*EXERCISE DIRECTIONS*
Change "woman's" to "person's" in the lines from the one containing "search: black sweatshirt" up to and including the one containing "(300, 345), (431, 424)". Give back only those lines, with nothing else altered.

*TASK DATA*
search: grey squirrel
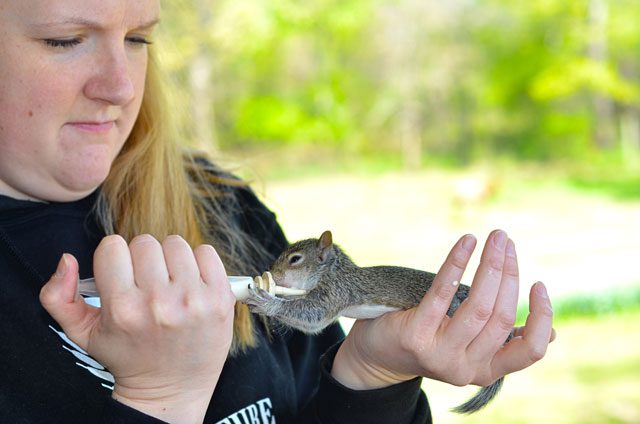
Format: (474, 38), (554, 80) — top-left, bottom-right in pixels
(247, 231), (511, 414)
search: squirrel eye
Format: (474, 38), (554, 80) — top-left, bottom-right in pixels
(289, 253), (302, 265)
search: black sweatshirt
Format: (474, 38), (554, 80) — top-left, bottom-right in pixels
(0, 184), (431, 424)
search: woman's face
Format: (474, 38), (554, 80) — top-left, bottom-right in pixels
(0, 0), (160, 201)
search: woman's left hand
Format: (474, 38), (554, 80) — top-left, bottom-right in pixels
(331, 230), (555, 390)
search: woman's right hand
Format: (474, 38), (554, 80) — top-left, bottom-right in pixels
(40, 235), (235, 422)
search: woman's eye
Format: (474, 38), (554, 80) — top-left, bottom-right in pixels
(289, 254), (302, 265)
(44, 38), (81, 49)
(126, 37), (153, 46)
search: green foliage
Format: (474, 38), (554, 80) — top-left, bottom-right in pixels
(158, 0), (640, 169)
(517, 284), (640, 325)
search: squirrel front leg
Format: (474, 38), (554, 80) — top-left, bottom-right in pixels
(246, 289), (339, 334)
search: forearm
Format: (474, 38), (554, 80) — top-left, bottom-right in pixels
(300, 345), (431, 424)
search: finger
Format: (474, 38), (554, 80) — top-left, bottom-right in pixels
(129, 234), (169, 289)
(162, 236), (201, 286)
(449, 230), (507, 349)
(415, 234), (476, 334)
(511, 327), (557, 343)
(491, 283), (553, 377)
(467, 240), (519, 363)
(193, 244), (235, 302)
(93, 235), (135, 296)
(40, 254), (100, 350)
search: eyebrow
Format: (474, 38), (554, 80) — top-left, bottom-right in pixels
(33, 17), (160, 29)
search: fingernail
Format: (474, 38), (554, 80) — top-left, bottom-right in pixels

==

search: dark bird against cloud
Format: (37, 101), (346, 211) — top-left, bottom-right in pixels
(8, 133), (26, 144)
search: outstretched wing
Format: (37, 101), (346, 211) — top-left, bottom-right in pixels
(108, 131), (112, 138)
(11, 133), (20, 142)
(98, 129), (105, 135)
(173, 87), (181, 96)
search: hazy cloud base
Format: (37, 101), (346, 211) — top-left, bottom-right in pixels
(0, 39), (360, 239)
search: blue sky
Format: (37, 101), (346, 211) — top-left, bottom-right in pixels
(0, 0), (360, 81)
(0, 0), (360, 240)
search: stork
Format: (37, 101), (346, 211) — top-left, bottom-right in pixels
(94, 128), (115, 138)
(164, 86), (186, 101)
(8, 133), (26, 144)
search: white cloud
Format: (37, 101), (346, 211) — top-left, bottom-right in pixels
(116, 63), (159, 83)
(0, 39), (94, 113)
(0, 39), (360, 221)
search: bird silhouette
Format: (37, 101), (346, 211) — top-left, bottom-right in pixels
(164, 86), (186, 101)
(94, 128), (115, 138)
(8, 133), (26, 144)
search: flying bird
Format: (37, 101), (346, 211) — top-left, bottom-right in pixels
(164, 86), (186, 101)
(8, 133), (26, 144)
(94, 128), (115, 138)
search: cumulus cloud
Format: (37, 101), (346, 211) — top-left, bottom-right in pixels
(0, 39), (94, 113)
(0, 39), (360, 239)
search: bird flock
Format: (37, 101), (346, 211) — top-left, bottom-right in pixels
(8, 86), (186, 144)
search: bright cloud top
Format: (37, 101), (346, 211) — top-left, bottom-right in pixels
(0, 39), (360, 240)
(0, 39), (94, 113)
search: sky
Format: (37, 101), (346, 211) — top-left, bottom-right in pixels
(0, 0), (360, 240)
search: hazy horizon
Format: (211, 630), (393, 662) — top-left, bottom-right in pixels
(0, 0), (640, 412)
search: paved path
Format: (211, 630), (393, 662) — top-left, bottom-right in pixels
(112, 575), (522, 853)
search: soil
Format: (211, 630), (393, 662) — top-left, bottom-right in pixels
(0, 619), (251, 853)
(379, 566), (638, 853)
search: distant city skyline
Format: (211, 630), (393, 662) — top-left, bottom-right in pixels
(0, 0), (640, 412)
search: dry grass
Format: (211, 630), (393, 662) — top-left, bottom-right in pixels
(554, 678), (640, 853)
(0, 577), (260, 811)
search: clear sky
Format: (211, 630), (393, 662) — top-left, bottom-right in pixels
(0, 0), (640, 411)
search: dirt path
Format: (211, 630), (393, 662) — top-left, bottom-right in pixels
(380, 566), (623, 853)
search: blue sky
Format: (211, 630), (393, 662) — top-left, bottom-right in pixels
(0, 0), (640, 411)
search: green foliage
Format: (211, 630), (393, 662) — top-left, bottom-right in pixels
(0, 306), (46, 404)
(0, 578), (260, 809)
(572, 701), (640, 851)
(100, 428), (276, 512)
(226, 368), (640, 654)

*ANSWER TO THE EXERCISE*
search: black sweatshirt
Format: (474, 38), (554, 80) — top-left, bottom-right in pixels
(0, 184), (431, 424)
search: person's face
Format: (474, 38), (554, 80) — top-left, bottom-right in pixels
(0, 0), (160, 201)
search: person's left hand
Format: (474, 38), (554, 80) — top-left, bottom-right in pixels
(331, 230), (555, 390)
search: person's right hand
Format: (474, 38), (554, 80) — top-left, bottom-right in pixels
(40, 235), (235, 422)
search: person's eye
Format: (474, 38), (554, 80) — top-left, bottom-right in pixels
(289, 254), (302, 265)
(44, 38), (81, 49)
(126, 37), (153, 46)
search: green foliage
Format: (474, 38), (554, 80) — top-left, bottom-right in pixels
(158, 0), (640, 169)
(517, 284), (640, 325)
search: squirrel front leg
Format: (474, 38), (554, 80) — top-left, bottom-right in pixels
(246, 289), (339, 334)
search: forearm
Format: (474, 38), (554, 80) — top-left, bottom-right in pixels
(300, 345), (431, 424)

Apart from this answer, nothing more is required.